→ Document segment:
Interested in a career in forestry?
Mark your calendar for Sept. 29, when Campbell River will host its first Forestry Employment Expo.
Sept. 24 to 30 is National Forestry Week, and the North Island Employment Foundations Society and the City of Campbell River Forestry Task Force are joining forces to highlight forestry careers and the many benefits of the industry at a Forestry Employment Expo Sept. 29 from 1 to 5 p.m. at the Maritime Heritage Centre.
Exhibitors include participants from logging contractors; natural resource consulting; value-added businesses and training institutions. Job seekers, students and community members are all welcome to attend.
“Campbell River and the North Island have a long history and connection to the forest industry and in addition to the benefits of economic diversification forestry continues to be a very important economic driver that builds healthy, stable communities provincially and across the region,” says Rose Klukas, the City’s economic development officer. “According to the updated BC Jobs Plan, forestry directly contributed $7.3 billion to BC’s economy in 2015 and provides well-paying and diverse job opportunities in communities such as Campbell River.”
Forestry offers a range of career opportunities, from silviculture, production, harvesting, transportation and trades to forestry consulting, to roles as technologists and technicians, professionals in biology and natural resources as well as management and manufacturing.

→ Task directions:
Return the passage of the forestry expo article from "Mark your calendar" to "welcome to attend.", copied word for word.

→ Source information:
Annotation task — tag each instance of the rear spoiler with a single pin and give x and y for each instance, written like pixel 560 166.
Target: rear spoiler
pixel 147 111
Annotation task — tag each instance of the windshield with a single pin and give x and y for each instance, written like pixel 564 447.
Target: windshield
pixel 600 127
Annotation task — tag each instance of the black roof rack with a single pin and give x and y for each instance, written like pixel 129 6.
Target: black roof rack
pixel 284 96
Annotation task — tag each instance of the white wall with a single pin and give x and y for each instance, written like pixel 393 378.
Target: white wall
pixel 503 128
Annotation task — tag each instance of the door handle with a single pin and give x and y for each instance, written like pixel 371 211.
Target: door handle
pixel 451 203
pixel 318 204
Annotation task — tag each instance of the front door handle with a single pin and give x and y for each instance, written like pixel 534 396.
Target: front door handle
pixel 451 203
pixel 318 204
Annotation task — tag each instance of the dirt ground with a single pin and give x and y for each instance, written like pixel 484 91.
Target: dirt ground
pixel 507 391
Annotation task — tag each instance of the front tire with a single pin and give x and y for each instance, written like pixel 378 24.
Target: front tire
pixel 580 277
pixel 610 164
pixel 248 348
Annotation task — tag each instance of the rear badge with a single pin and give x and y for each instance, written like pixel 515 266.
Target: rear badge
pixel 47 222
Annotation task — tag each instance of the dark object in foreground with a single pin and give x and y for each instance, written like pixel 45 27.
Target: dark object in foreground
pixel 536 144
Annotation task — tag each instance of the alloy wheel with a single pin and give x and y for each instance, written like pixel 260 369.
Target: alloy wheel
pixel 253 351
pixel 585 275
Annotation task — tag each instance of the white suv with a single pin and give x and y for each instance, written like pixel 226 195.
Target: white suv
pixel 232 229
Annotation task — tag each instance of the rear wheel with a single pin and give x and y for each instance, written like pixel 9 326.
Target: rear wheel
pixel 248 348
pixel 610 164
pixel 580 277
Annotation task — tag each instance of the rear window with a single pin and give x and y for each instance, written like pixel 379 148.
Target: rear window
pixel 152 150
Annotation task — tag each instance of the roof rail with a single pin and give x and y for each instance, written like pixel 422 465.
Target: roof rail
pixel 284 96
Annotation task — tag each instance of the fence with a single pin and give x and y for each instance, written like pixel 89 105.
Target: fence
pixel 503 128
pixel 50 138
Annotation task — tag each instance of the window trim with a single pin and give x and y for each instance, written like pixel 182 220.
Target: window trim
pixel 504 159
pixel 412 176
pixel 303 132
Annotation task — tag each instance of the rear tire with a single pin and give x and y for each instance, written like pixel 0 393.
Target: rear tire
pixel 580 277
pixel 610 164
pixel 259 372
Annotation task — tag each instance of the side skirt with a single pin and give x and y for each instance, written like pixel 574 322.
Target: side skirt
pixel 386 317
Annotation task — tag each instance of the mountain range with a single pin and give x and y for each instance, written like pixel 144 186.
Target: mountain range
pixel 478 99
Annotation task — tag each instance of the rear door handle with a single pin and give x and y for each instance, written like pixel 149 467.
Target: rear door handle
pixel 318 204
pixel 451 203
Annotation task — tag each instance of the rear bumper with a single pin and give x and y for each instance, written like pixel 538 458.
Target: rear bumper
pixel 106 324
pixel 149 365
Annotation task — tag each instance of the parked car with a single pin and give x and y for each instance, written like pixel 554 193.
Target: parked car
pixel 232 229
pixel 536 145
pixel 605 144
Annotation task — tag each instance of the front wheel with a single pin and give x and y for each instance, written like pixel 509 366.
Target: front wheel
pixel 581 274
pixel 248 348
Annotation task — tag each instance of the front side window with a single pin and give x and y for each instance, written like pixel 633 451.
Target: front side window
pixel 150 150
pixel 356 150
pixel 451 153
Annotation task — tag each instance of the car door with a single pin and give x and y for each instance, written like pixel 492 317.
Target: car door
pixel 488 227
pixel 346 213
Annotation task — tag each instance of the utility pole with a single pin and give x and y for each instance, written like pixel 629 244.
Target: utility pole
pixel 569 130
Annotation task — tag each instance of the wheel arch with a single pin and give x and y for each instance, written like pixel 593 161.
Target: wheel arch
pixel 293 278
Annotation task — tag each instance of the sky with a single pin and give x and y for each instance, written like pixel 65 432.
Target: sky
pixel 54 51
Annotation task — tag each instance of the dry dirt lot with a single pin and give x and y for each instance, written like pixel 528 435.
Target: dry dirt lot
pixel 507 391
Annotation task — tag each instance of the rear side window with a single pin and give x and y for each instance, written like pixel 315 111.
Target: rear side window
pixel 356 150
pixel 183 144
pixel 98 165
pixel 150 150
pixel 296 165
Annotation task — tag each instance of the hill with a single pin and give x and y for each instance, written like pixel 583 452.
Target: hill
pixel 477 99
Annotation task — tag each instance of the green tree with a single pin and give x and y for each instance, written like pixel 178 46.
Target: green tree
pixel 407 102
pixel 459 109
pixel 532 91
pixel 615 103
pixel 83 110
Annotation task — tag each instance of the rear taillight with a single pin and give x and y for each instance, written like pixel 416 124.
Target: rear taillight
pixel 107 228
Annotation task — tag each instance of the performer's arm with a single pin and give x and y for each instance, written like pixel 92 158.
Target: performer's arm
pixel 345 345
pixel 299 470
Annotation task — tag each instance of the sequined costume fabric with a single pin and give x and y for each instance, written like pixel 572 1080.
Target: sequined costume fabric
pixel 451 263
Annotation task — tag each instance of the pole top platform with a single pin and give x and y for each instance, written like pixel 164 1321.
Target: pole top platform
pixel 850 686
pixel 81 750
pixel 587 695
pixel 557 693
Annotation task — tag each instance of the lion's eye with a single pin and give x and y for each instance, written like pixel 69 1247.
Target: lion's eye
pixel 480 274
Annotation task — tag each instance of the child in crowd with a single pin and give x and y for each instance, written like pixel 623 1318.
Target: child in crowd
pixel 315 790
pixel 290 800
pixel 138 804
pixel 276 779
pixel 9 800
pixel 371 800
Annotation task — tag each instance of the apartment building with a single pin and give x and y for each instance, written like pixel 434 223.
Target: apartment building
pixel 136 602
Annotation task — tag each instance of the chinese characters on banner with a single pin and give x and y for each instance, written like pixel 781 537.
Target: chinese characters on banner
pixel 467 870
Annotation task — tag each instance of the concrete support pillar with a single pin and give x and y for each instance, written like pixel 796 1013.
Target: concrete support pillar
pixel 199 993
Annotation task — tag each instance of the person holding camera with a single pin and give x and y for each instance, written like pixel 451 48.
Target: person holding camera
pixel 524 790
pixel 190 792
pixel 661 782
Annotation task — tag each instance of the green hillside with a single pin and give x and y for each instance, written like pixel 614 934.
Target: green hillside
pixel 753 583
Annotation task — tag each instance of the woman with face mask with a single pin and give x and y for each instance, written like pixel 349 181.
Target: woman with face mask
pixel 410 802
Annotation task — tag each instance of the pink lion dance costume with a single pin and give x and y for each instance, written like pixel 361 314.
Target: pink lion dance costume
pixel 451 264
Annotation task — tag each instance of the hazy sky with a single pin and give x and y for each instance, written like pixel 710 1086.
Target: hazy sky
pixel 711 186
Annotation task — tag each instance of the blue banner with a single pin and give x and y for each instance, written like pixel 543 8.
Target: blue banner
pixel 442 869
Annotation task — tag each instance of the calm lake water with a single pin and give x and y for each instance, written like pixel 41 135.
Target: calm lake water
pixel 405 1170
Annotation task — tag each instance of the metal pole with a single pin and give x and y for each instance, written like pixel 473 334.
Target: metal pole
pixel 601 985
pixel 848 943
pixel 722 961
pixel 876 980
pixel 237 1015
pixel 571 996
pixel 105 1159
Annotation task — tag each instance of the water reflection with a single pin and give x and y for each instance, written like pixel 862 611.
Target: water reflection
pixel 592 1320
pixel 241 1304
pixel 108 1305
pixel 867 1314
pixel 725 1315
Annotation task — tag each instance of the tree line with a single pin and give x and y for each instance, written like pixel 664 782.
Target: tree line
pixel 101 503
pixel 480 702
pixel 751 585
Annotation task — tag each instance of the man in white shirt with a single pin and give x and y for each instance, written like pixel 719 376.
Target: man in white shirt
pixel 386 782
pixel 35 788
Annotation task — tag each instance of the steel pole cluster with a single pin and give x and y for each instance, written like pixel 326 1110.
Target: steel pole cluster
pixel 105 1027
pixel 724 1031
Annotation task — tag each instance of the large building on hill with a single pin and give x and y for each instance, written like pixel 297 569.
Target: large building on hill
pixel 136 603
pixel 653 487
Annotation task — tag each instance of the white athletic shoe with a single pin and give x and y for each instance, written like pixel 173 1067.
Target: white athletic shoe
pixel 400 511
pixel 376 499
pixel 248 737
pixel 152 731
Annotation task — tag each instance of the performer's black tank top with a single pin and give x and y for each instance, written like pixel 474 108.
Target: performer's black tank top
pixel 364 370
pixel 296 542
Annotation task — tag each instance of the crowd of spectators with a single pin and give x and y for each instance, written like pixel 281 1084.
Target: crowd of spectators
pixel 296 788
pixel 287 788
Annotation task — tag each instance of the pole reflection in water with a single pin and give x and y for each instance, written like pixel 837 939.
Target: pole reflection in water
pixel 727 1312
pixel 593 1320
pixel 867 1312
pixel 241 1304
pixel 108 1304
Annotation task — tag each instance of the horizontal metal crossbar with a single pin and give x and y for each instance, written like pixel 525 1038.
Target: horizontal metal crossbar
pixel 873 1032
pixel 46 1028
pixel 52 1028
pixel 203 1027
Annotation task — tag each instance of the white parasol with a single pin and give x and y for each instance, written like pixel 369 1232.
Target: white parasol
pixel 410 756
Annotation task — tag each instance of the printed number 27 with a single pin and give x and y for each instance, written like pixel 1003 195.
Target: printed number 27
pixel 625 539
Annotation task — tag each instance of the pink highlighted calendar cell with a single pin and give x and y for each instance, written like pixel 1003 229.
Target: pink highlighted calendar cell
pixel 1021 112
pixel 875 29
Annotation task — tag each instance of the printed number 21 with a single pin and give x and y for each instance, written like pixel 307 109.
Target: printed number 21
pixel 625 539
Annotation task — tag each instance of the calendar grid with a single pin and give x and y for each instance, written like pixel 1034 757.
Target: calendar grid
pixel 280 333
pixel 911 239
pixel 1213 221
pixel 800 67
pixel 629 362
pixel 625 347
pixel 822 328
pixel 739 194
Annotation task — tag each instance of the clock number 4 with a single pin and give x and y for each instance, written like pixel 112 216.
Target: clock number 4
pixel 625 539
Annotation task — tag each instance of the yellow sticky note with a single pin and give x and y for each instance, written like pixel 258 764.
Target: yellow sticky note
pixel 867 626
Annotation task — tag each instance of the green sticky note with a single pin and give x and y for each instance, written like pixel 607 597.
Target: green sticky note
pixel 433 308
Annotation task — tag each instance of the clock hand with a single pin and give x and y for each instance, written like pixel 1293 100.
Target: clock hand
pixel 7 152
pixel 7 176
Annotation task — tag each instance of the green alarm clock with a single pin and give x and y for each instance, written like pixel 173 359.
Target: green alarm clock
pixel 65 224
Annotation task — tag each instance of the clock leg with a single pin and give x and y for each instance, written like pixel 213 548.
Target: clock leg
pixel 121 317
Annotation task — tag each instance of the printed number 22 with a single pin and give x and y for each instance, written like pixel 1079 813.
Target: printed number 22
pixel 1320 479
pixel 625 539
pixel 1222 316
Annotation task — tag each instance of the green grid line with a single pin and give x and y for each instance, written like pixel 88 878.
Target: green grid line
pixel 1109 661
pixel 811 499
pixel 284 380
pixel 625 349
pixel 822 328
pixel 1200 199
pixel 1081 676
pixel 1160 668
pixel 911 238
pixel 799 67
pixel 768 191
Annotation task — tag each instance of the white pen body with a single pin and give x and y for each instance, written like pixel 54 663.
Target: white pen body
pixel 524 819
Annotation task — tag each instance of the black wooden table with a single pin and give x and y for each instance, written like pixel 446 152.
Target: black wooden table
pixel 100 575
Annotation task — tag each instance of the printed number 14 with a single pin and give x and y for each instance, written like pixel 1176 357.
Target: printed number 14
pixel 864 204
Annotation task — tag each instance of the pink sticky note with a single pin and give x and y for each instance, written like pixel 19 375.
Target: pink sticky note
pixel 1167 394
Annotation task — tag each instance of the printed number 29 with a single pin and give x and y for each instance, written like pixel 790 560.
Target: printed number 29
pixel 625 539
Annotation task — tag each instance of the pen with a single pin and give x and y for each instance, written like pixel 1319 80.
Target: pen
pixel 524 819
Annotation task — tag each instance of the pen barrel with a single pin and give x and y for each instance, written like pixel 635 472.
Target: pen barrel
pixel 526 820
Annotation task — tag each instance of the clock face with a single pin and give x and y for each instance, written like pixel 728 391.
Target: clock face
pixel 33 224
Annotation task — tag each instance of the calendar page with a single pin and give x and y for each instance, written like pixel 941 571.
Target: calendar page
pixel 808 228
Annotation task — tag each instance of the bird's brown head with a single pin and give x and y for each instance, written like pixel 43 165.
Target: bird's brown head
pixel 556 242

→ Exercise output:
Mark your calendar for Sept. 29, when Campbell River will host its first Forestry Employment Expo.
Sept. 24 to 30 is National Forestry Week, and the North Island Employment Foundations Society and the City of Campbell River Forestry Task Force are joining forces to highlight forestry careers and the many benefits of the industry at a Forestry Employment Expo Sept. 29 from 1 to 5 p.m. at the Maritime Heritage Centre.
Exhibitors include participants from logging contractors; natural resource consulting; value-added businesses and training institutions. Job seekers, students and community members are all welcome to attend.